-- BEGIN Supplied text --

It unfolds like this:
Make cup of tea. Take it to bathroom to sip. Flick on ABC app and listen to Radio National. Apply sunscreen to face then one of two foundations – the pricey Giorgio Armani Luminous Silk if I have TV work or Zoom meetings or a cheaper BB cream if I’m working from home. Sweep cheap tint across brows, a soft pink eyeshadow across lids, something brown in the corners, a single coat of waterproof mascara and the same brand of Lancome concealer I’ve been using for 30 years.
Then it’s a dab of blush – always, always blush because it makes the whites of your eyes pop – applied higher than when I was younger because it lifts the cheekbones.
Then lips. Trusty Pillow Talk for matte or Mac Cremesheen if I want something glossy.
And then I smile at myself in the mirror because in those sweet, meditative four minutes (I promise it takes no longer) I’ve not only caught up on the news headlines and enjoyed a fortifying cuppa but I’ve created a more empowered and polished version of me.

-- END Supplied text --
-- BEGIN Data to process --

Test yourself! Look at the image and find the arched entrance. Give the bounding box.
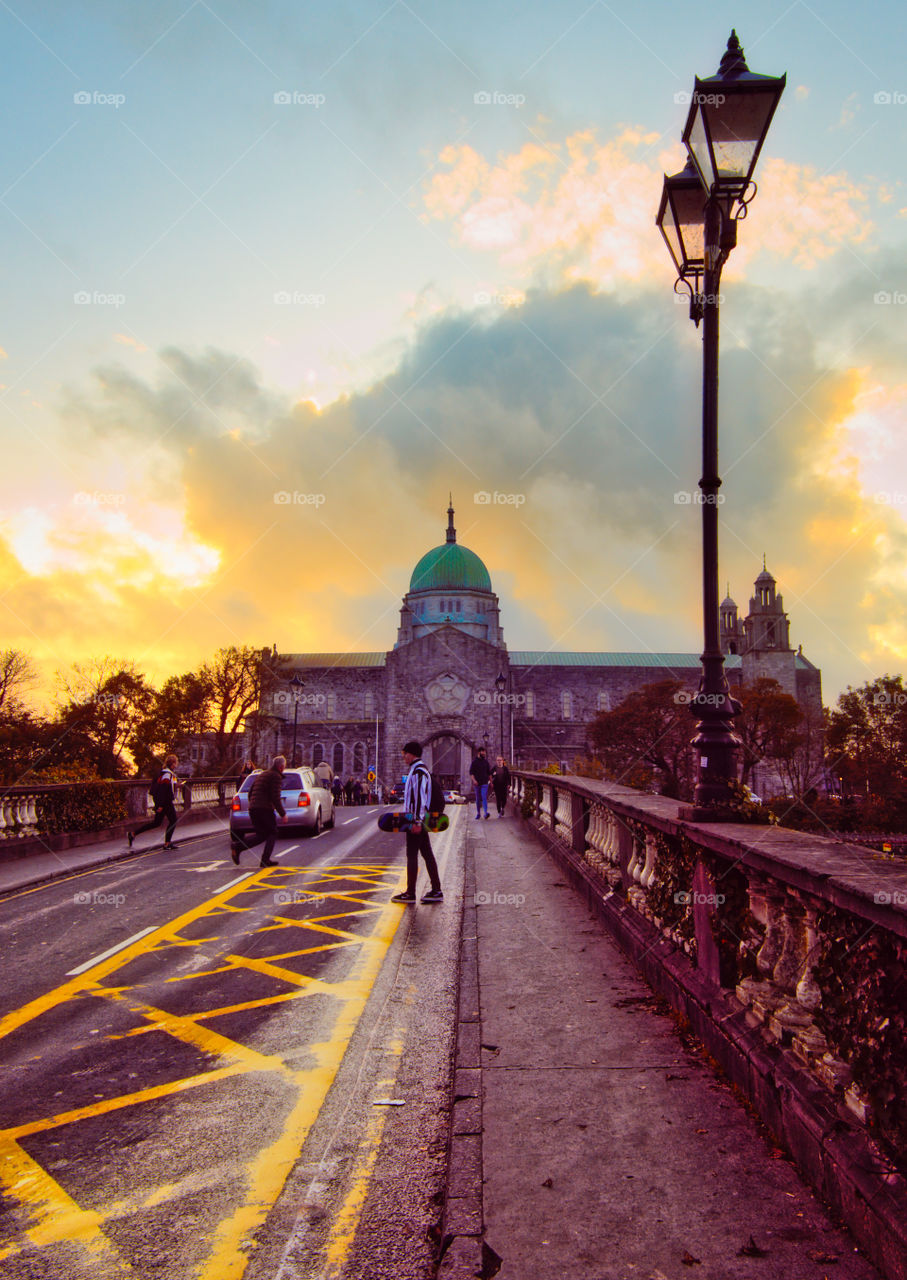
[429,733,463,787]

-- END Data to process --
-- BEGIN Data to process --

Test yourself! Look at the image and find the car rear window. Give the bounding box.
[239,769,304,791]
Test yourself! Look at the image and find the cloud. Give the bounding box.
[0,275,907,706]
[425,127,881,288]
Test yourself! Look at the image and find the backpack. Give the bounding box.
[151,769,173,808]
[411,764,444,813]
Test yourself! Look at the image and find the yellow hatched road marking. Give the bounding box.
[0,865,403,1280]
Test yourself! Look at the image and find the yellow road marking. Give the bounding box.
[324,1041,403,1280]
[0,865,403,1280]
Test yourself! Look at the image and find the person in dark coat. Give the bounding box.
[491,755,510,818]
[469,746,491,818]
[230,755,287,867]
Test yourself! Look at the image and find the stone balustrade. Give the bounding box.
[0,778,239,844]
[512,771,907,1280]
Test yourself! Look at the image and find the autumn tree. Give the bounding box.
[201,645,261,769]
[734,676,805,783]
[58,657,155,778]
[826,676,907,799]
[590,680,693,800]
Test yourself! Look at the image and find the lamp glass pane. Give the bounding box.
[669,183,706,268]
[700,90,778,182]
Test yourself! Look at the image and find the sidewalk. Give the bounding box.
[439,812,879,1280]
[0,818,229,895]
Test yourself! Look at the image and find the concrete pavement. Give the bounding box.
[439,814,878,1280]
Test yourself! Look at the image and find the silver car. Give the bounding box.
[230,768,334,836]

-- END Data to process --
-- BEGIN Data to process --

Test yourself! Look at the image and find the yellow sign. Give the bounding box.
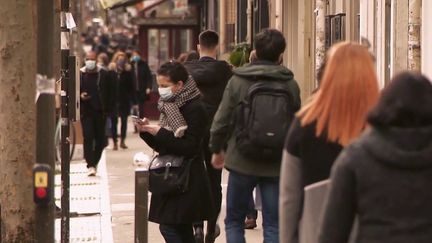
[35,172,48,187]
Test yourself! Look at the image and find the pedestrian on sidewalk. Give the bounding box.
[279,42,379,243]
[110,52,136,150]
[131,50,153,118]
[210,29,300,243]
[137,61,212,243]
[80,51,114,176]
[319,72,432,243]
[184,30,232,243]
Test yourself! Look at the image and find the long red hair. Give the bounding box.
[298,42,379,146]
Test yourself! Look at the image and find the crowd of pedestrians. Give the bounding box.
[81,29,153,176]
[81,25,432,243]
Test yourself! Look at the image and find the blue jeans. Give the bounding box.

-- END Data to process --

*List of tasks*:
**1.** Turn the paragraph of the makeup routine text that begins "Make cup of tea" into a bulleted list, keeping its main facts.
**2.** Convert the records from the line with "Test yourself! Look at the image and find the sidewalk." up to and including the line with "[230,768,334,836]" into a numbered list, leaving out any blank lines.

*Answers provided*:
**1.**
- Make a cup of tea and take it to the bathroom to sip.
- Turn on the ABC app and listen to Radio National.
- Apply sunscreen to the face.
- Apply one of two foundations: the pricey Giorgio Armani Luminous Silk for TV work or Zoom meetings, or a cheaper BB cream when working from home.
- Sweep cheap tint across the brows.
- Put a soft pink eyeshadow across the lids and something brown in the corners.
- Apply a single coat of waterproof mascara.
- Use the same brand of Lancome concealer, used for 30 years.

**2.**
1. Test yourself! Look at the image and find the sidewalk. Give the bounding box.
2. [439,812,879,1280]
3. [0,818,229,895]
4. Test yourself! Look at the image and find the concrete pavement. Give the bounding box.
5. [439,814,878,1280]
6. Test yourself! Look at the image and find the silver car. Give the bounding box.
7. [230,768,334,836]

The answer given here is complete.